_STATED EXERCISE:_
Copy out every line below that contains the string "grass". Matching is case-sensitive.

_DATA EXTRACT:_
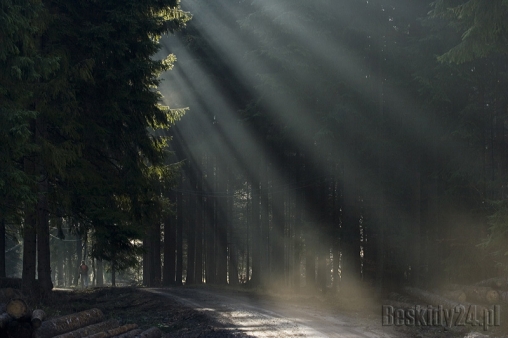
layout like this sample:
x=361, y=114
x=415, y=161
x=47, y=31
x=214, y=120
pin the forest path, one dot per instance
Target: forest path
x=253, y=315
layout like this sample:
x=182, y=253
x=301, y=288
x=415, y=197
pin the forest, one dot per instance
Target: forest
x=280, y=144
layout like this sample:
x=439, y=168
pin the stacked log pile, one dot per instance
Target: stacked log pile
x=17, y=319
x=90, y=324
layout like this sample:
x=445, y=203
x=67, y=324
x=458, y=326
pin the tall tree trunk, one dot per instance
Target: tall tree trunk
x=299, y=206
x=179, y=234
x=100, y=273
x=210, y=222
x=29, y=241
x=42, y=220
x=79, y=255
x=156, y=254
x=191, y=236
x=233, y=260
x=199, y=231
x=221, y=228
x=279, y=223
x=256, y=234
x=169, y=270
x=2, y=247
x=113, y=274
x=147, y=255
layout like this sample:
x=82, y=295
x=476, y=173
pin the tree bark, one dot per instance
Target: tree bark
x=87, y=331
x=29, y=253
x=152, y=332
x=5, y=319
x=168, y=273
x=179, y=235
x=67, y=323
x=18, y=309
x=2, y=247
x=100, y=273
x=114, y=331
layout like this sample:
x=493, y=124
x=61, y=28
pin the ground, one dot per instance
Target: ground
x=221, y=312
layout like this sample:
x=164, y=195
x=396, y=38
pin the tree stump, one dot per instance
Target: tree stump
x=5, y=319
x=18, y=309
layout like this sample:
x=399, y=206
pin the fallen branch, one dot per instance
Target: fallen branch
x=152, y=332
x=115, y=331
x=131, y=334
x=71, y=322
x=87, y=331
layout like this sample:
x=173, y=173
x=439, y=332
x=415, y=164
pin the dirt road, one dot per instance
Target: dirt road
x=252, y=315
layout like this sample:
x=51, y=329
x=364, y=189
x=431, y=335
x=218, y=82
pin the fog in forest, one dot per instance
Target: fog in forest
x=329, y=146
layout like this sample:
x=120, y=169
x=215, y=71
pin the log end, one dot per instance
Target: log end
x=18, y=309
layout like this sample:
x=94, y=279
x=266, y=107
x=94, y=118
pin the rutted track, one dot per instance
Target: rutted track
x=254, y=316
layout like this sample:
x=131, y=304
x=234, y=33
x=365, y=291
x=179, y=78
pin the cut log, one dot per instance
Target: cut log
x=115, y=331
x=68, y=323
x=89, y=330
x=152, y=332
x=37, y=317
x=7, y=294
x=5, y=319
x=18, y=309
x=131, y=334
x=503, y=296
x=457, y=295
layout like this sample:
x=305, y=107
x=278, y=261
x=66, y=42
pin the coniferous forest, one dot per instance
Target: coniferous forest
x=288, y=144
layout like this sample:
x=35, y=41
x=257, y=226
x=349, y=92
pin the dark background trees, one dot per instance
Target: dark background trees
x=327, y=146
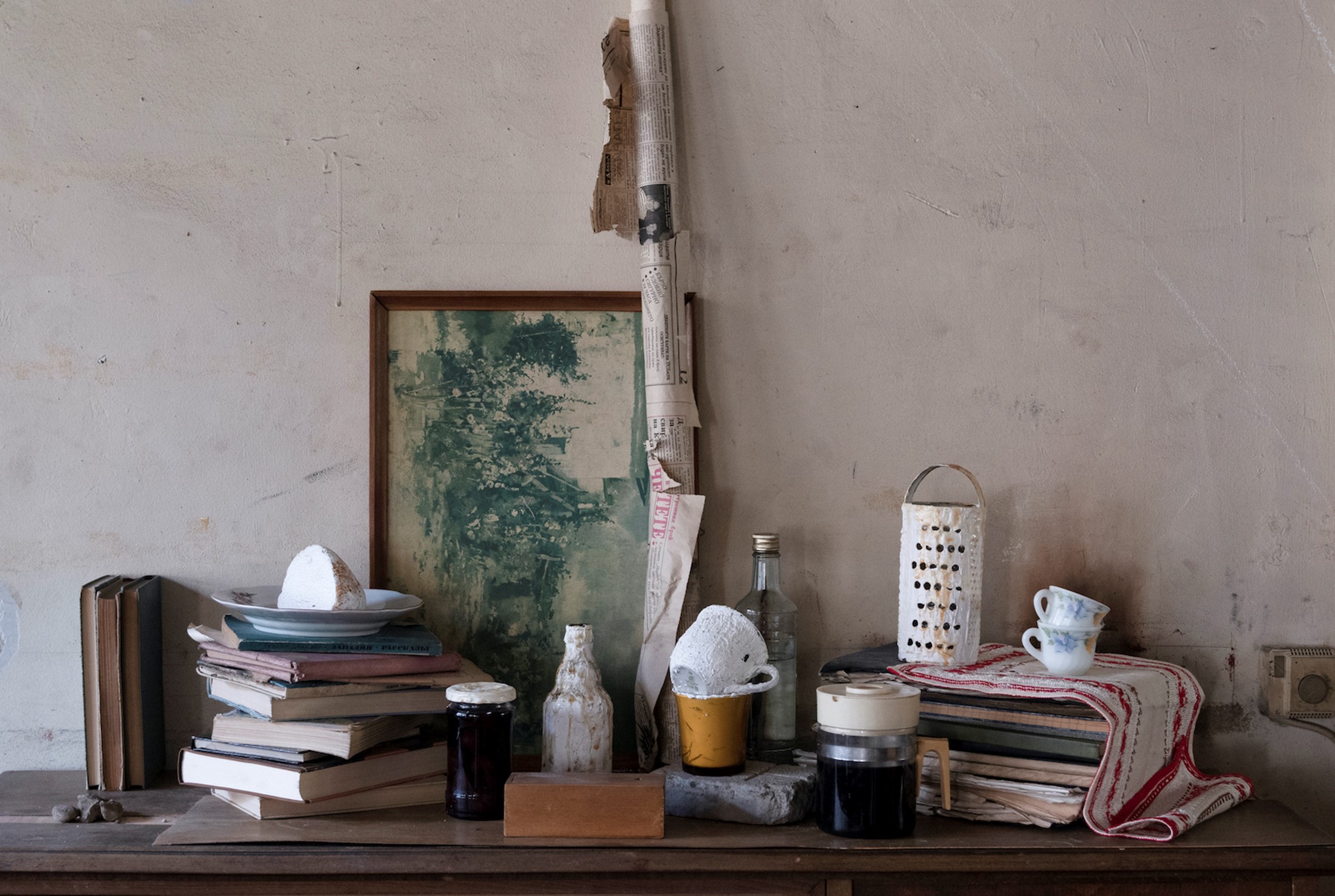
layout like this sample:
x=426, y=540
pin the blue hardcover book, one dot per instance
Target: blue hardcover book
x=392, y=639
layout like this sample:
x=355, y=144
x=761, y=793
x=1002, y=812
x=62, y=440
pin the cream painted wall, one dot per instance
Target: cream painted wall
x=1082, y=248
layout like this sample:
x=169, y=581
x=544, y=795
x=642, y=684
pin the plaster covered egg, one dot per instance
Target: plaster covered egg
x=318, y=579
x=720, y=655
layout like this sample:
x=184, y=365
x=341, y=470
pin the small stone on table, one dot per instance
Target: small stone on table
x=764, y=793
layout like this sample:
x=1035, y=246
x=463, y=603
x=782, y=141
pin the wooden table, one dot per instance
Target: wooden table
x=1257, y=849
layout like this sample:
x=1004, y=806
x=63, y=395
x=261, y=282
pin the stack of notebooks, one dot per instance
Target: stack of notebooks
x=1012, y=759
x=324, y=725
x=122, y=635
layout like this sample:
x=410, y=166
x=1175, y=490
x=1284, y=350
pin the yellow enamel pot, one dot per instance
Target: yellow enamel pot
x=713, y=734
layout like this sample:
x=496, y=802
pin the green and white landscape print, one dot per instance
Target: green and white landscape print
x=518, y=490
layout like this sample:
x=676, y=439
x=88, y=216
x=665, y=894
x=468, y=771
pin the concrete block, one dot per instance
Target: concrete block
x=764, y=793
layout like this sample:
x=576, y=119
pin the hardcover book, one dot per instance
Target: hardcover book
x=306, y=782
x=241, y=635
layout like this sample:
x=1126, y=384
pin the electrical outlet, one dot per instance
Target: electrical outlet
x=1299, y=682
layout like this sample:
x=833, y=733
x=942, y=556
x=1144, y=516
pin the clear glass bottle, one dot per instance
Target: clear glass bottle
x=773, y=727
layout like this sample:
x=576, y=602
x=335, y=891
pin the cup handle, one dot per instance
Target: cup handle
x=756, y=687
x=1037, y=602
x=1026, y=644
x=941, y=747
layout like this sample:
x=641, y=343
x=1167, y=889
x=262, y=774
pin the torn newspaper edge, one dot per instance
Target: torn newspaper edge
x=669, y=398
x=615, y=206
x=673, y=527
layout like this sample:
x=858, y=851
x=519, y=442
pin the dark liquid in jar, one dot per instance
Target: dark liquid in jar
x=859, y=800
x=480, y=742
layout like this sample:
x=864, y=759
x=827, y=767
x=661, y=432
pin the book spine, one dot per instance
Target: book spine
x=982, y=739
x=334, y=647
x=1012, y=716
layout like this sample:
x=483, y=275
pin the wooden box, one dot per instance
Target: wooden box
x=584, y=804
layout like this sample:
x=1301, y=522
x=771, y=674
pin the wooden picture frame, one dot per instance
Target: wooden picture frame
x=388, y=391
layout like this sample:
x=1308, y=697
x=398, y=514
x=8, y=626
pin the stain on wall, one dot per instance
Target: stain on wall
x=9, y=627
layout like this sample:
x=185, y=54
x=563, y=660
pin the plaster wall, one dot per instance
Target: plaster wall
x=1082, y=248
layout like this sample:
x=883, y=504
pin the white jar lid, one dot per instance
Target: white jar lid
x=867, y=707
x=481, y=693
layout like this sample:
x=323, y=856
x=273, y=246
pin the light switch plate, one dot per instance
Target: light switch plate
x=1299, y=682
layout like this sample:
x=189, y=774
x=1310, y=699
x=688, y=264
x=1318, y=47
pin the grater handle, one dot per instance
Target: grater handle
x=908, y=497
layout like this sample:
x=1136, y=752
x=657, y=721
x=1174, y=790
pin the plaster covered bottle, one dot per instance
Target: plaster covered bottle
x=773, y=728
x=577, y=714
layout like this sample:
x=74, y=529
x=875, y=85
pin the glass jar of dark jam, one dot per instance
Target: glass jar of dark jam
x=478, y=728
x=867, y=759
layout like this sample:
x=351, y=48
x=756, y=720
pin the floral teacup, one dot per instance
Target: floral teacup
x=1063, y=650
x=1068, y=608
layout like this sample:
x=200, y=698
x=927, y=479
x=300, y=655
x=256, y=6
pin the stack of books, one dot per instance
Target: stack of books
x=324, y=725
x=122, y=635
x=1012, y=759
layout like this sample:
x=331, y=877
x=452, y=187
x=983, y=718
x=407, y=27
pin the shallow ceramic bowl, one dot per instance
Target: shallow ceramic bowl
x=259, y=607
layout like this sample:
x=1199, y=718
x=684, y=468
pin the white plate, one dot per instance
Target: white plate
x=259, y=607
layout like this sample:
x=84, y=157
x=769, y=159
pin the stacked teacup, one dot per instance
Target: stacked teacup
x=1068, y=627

---

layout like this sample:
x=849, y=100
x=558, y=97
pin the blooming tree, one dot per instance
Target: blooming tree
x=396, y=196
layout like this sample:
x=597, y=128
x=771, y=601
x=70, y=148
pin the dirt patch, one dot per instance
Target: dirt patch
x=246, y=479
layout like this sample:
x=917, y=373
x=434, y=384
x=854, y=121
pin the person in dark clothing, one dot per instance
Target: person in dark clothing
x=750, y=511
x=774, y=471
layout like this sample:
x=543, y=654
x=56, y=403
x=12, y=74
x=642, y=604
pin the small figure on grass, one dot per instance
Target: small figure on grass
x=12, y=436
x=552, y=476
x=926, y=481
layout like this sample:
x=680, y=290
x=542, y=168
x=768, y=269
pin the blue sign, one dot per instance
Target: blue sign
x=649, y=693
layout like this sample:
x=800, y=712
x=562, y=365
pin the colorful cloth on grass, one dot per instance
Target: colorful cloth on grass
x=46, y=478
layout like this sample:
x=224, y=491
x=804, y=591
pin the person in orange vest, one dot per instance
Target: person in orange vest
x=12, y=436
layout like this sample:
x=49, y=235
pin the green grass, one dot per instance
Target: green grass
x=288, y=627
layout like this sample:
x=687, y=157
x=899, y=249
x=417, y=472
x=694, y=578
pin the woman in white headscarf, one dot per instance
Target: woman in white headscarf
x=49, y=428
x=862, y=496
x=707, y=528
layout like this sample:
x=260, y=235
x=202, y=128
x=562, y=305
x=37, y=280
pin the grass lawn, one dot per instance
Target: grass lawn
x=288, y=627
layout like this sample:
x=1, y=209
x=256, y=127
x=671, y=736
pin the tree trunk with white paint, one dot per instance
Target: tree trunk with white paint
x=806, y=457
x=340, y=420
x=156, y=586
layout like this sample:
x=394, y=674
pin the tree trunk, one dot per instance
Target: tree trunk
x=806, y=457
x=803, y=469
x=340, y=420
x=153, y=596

_ANSWER TO THE EXERCISE:_
pin the small figure on grass, one dot per instance
Target: small figure on grass
pin the colorful cloth on grass, one dot per instance
Target: colorful cloth on grass
pin the green grass, one dot per instance
Target: green grass
pin the grass lawn, one dot per instance
Target: grass lawn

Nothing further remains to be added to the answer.